* _Working data_
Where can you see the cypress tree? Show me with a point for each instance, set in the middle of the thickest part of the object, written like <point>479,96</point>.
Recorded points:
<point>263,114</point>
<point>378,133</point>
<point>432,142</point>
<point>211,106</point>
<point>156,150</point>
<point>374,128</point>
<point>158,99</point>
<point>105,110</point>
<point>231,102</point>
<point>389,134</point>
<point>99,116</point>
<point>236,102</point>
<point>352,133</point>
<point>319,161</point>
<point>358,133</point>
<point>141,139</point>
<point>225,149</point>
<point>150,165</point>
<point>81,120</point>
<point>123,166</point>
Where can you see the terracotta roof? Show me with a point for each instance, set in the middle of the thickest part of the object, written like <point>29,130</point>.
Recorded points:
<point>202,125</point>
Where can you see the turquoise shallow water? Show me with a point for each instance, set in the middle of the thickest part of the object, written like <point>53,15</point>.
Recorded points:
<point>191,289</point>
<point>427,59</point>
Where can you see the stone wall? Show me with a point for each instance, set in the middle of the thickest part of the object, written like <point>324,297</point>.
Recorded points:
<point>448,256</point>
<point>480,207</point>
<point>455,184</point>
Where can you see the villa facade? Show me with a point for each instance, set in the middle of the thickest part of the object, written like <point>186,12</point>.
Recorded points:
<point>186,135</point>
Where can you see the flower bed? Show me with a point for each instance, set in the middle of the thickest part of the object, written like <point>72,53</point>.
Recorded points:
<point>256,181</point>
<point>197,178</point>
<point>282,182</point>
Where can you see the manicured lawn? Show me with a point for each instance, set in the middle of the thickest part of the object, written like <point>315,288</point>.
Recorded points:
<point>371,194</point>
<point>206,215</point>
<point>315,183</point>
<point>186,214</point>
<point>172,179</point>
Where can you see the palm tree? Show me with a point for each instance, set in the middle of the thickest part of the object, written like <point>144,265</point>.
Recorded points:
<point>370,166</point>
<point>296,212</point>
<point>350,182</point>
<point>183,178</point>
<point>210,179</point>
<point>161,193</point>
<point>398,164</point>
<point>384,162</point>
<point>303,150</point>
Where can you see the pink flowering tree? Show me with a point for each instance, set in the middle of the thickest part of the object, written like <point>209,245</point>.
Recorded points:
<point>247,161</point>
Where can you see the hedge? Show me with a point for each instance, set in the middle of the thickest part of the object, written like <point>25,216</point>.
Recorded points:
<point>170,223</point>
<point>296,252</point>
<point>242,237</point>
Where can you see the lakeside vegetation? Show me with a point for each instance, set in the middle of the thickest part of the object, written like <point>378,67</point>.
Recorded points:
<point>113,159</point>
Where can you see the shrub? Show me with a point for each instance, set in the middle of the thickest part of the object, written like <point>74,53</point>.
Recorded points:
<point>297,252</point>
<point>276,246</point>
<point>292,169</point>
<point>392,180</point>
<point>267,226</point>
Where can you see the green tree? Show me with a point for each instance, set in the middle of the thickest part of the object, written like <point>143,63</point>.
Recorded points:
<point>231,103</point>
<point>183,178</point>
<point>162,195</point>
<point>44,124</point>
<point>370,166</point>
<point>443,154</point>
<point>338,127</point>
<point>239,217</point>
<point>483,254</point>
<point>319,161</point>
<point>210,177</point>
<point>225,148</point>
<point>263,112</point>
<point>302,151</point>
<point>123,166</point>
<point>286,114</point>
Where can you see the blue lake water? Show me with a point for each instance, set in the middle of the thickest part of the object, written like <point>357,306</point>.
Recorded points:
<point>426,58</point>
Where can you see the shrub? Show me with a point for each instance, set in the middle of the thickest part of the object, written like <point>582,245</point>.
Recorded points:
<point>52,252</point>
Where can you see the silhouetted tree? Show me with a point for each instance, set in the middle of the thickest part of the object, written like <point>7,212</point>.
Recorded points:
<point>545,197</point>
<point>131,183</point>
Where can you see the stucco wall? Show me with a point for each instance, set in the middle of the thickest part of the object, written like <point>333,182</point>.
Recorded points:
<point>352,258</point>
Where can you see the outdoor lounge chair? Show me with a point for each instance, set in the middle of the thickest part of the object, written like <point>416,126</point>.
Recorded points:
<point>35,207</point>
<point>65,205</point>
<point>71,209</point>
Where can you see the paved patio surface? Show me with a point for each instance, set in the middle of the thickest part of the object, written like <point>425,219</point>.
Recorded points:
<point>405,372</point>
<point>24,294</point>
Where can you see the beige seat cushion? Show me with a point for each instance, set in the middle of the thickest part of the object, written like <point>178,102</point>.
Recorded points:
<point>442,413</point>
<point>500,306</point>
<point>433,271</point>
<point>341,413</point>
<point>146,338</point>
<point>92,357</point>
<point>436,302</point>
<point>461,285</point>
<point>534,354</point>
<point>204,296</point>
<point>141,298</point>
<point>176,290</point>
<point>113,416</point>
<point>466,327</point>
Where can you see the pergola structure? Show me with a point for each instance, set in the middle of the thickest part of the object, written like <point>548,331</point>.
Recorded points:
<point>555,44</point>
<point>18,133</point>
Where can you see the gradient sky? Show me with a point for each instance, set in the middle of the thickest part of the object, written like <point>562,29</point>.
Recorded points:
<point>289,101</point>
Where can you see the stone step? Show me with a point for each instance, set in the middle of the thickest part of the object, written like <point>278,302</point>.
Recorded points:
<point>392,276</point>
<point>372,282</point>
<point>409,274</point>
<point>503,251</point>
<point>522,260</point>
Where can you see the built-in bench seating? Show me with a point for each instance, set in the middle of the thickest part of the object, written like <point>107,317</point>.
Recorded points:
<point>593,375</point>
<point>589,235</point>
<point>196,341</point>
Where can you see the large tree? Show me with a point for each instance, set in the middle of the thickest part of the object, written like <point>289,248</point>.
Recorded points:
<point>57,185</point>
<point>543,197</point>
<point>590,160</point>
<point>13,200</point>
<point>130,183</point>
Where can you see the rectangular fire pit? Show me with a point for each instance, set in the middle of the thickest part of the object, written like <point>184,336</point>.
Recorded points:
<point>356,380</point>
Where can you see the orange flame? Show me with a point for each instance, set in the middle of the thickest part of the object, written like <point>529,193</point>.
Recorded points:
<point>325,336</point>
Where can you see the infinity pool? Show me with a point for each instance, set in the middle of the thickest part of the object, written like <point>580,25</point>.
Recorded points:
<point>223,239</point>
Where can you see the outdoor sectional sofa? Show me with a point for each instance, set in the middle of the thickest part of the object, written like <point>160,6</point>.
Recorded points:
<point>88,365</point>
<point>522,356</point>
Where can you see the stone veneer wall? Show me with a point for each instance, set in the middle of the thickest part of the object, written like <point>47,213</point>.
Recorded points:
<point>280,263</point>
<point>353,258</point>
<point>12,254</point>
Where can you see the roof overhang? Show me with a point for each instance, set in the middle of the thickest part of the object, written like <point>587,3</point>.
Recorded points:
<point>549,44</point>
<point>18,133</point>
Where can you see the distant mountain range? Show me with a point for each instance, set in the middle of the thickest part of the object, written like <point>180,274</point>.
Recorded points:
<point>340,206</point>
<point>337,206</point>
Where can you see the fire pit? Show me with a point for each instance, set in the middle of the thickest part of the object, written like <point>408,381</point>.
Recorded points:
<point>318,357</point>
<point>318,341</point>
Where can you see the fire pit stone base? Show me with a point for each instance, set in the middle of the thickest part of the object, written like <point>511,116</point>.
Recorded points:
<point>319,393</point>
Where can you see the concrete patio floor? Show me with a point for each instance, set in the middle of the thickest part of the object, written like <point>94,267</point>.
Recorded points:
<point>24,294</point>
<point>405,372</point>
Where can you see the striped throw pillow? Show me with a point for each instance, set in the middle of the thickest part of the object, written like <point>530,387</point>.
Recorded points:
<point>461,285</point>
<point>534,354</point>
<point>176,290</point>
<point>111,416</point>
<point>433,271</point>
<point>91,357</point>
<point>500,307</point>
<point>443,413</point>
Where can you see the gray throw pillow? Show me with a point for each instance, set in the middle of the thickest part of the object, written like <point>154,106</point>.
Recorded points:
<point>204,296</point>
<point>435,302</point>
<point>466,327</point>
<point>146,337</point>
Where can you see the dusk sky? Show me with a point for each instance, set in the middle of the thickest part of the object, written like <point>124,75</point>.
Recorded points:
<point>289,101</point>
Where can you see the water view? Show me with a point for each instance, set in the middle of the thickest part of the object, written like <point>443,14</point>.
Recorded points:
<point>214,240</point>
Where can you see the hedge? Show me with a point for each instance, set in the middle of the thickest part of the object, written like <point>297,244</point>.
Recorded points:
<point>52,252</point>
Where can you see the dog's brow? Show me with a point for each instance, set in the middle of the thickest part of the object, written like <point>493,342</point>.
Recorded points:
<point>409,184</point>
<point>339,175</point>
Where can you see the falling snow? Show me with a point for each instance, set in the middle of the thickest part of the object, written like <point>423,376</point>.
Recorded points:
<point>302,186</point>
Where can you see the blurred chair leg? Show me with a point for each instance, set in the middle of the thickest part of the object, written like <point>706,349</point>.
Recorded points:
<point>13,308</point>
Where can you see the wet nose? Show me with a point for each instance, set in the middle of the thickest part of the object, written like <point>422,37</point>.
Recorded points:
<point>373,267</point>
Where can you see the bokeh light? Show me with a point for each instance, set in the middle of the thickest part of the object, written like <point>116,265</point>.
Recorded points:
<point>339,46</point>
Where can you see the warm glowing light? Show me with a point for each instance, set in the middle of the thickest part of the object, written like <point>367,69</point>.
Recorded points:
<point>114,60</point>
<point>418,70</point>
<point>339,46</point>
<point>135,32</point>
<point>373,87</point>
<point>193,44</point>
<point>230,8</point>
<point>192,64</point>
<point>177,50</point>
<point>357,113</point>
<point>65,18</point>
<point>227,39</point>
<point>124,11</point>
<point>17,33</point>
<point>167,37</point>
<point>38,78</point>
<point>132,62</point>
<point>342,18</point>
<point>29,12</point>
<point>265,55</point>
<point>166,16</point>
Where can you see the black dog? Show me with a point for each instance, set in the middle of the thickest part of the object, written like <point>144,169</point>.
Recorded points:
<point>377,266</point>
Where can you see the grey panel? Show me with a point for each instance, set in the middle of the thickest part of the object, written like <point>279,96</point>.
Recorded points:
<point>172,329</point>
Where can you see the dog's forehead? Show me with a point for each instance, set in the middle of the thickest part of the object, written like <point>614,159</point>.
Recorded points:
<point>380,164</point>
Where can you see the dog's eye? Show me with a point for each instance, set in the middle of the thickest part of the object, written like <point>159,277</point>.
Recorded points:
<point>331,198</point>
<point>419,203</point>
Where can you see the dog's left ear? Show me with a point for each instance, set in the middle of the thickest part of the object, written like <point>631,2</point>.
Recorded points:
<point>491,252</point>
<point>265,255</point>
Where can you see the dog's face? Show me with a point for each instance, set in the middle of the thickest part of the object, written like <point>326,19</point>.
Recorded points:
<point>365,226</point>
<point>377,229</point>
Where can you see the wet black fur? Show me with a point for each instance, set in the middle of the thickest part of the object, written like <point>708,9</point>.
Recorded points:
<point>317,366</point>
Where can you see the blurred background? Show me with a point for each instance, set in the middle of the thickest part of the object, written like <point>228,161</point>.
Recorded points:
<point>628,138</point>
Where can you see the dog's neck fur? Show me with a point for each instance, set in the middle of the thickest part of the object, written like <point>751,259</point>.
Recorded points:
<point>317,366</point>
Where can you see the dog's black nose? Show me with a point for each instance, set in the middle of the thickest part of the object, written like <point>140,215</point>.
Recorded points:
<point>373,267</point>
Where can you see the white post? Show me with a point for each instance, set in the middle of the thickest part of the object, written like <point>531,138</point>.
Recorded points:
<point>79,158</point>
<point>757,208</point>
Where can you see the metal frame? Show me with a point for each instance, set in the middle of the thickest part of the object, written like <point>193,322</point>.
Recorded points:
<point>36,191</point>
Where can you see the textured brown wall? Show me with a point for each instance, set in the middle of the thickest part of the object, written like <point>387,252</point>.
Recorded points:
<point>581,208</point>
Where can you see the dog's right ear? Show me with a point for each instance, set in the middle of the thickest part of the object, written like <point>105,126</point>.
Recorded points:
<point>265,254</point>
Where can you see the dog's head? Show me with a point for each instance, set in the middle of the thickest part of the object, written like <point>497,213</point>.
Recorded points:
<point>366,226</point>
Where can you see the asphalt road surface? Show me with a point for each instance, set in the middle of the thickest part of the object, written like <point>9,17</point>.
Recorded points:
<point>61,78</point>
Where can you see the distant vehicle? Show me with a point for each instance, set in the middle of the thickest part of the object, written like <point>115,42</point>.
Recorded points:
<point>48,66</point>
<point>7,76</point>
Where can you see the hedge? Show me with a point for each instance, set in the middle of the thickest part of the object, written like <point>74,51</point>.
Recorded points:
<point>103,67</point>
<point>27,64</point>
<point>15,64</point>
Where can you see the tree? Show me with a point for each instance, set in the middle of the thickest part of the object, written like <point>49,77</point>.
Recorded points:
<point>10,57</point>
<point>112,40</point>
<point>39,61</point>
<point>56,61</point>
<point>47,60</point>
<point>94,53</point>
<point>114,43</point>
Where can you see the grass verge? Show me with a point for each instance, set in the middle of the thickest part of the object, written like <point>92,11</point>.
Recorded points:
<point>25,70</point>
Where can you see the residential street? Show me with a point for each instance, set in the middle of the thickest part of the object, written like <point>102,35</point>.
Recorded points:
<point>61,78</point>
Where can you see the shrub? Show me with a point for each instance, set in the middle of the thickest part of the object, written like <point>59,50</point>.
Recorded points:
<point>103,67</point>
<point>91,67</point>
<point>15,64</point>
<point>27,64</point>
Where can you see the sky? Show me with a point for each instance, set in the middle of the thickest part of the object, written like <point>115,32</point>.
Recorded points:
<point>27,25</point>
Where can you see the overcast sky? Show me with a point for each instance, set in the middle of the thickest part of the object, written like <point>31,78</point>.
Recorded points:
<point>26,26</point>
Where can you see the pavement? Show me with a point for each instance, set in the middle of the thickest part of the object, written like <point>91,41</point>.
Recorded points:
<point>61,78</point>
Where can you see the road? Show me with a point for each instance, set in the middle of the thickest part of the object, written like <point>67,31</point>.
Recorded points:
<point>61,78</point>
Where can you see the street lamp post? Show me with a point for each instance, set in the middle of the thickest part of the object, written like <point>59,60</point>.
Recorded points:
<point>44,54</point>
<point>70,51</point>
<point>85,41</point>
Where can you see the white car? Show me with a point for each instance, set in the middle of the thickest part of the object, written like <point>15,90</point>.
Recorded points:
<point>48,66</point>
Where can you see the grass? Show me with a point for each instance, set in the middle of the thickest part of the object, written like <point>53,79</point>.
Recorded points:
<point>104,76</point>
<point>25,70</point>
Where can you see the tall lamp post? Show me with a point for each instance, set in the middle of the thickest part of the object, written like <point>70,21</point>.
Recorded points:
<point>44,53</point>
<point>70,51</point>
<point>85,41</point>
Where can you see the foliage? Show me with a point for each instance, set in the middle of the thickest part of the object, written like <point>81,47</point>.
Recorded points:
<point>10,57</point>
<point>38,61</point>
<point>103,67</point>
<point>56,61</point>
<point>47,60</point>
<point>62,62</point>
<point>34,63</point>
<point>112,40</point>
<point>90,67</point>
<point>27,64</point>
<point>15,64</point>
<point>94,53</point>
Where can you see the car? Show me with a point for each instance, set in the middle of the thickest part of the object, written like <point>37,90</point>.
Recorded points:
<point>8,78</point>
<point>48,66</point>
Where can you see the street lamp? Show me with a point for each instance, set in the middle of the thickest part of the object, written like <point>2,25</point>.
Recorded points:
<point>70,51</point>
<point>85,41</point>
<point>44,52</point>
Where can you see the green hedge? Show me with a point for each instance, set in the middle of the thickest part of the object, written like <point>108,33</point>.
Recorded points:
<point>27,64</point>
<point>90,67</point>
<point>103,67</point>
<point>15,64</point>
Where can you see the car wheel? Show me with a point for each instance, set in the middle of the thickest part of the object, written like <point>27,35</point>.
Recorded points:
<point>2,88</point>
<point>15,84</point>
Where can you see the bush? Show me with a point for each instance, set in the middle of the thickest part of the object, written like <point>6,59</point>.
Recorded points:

* _Instructions to follow_
Exactly and only the lines from the line containing "Where can you see the street lamp?" through the final line of the records above must be returned.

* _Result_
Where can you see the street lamp? Show me with a point for each instance, set in the middle of the thickest part of the object, written like <point>2,25</point>.
Recorded points:
<point>70,51</point>
<point>85,41</point>
<point>44,52</point>
Where can you see the green hedge? Show me with a point for each instance, set in the middle of the thickest part of the object, written like <point>108,33</point>.
Recorded points:
<point>27,64</point>
<point>90,67</point>
<point>103,67</point>
<point>15,64</point>
Where can you see the car wheel? Show me with a point for each instance, set in the middle of the thickest part of the object, written like <point>27,35</point>.
Recorded points:
<point>2,88</point>
<point>15,84</point>
Where can you see the bush? Show me with a point for each instance, set in the middle of the thickest part of the object, written like <point>6,59</point>.
Recorded points:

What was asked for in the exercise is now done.